#### What you will do:
Please copy the part of the Supreme Court product liability article that opens with "Supreme Court Hears" and closes with "such a law.", changing "lawsuits" to "suits" throughout.

Supreme Court Hears Arguments in Case Related to Product Liability for Medications Approved by FDA
The Supreme Court on Monday heard arguments in the first of two cases that could determine whether FDA approval of medications protects manufacturers from product liability lawsuits filed in state courts, the New York Times reports (Harris, New York Times, 2/26).
The first case focuses on a 1996 Michigan law that limits product liability lawsuits related to medications approved by FDA. Under the law, such lawsuits can proceed in the state only when plaintiffs can prove pharmaceutical companies withheld or misrepresented information to FDA that would have prompted the agency to withdraw the medications from the market or reject their approval. Michigan is the only state to have such a law.
In 2005, a federal district court dismissed a lawsuit filed by Michigan patients against Warner-Lambert, which Pfizer acquired in 2000, over health problems linked with the diabetes medication Rezulin based on the law. However, the 2nd U.S. Circuit Court of Appeals later reinstated the lawsuit (Kivlan, CongressDaily, 2/25).
Comments From Justices
Justice Stephen Breyer said, "Who would you rather have make the decision as to whether this drug is, on balance, going to save people or, on balance, going to hurt people? An expert agency ... or 12 people pulled randomly from a jury pool who see before them only the people whom the drug hurt and don't see those who need the drug to cure them?" (Bravin, Wall Street Journal, 2/26). He added, "What worries me is, what happens when the jury is wrong?" Justice Samuel Alito said that product liability lawsuits filed in state courts "very seriously interfere with what the FDA is doing" (New York Times, 2/26).
However, Justice Ruth Bader Ginsburg said, "At least since the 1930s, state tort litigation of the very kind that Justice Breyer has described has gone on," adding, "Even though the FDA has approved a drug, an injured party can say this was a defective drug" (Wall Street Journal, 2/26).

#### Material supplied:
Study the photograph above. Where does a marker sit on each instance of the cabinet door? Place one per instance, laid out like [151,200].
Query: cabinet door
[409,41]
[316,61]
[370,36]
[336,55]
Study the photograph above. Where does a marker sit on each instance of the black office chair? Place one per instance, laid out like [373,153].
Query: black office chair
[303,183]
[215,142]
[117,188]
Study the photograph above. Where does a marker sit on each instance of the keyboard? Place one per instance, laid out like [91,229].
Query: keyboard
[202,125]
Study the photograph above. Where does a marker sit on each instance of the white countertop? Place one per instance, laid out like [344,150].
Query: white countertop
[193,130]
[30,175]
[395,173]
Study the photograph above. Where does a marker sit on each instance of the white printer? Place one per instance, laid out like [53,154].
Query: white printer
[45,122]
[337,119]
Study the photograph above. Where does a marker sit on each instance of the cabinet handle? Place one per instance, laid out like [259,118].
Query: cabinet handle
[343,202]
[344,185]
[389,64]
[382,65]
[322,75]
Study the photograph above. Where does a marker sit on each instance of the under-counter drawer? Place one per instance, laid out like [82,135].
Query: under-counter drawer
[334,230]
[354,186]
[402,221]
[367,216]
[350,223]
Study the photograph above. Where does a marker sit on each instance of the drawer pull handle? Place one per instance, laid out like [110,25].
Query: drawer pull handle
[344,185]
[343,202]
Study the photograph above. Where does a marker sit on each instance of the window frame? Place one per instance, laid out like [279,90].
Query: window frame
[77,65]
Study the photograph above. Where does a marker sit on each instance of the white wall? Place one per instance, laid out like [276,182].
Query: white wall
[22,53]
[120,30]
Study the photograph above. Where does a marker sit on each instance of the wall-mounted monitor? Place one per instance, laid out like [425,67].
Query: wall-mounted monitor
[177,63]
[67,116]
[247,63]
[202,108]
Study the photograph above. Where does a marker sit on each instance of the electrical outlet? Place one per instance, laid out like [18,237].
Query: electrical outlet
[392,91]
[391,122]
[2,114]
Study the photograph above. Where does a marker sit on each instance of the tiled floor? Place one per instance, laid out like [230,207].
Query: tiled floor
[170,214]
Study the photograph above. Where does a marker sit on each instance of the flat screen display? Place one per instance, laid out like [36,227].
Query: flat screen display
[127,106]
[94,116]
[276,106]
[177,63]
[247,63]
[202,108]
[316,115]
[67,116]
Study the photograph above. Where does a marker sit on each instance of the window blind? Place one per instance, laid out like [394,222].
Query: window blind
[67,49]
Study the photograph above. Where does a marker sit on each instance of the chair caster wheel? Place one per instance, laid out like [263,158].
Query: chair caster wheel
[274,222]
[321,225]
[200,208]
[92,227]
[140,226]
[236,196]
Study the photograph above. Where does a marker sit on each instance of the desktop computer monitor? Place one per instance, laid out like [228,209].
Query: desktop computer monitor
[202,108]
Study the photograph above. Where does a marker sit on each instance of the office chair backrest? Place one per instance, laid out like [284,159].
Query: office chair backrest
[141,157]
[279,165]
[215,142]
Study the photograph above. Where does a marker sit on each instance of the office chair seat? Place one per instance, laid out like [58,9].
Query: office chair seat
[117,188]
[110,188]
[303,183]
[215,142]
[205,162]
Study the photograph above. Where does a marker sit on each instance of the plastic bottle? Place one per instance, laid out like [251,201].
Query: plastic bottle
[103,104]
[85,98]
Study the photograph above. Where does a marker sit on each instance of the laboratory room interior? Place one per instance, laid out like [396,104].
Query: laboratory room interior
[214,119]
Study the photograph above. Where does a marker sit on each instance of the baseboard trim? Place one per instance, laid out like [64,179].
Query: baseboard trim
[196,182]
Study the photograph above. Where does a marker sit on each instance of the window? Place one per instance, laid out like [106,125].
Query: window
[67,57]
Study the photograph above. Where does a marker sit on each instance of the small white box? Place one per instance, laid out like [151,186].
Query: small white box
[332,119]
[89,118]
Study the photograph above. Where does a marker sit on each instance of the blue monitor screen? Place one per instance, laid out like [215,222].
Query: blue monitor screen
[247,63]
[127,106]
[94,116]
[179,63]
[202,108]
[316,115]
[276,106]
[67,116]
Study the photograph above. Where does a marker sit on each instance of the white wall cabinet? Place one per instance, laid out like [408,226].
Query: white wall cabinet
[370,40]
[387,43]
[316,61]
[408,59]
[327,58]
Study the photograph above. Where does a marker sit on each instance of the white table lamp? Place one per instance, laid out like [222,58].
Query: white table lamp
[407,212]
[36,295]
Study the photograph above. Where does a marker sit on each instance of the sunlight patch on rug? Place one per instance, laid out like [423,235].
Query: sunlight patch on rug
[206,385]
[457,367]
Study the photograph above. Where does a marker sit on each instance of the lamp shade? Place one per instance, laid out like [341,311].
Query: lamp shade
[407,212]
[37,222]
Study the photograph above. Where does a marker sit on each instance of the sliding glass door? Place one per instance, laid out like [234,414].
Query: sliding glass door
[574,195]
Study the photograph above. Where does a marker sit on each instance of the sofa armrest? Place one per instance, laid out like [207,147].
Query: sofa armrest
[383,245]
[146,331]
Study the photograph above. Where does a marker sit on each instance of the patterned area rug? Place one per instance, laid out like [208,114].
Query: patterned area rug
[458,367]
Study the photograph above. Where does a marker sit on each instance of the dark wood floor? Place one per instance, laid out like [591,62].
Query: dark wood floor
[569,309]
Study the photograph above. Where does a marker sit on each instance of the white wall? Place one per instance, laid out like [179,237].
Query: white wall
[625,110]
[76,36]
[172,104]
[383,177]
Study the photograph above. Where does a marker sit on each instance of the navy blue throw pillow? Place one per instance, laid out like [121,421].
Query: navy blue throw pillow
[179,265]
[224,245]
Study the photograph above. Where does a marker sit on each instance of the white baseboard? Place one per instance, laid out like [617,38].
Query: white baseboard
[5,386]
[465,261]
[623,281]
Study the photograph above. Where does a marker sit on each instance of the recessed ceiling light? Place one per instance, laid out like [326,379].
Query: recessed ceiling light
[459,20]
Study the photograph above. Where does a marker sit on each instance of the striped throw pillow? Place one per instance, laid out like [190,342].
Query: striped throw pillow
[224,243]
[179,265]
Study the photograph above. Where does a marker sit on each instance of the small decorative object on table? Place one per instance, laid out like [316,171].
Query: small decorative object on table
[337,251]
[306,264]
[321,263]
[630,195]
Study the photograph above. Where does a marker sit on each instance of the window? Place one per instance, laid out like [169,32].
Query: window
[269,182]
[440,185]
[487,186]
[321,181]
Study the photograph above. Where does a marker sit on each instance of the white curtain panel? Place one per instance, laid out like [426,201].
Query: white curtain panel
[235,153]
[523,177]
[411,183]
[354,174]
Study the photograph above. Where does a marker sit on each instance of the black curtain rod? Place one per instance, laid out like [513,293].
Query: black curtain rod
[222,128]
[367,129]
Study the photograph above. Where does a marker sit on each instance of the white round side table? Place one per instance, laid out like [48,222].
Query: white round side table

#### Output of the exercise:
Supreme Court Hears Arguments in Case Related to Product Liability for Medications Approved by FDA
The Supreme Court on Monday heard arguments in the first of two cases that could determine whether FDA approval of medications protects manufacturers from product liability suits filed in state courts, the New York Times reports (Harris, New York Times, 2/26).
The first case focuses on a 1996 Michigan law that limits product liability suits related to medications approved by FDA. Under the law, such suits can proceed in the state only when plaintiffs can prove pharmaceutical companies withheld or misrepresented information to FDA that would have prompted the agency to withdraw the medications from the market or reject their approval. Michigan is the only state to have such a law.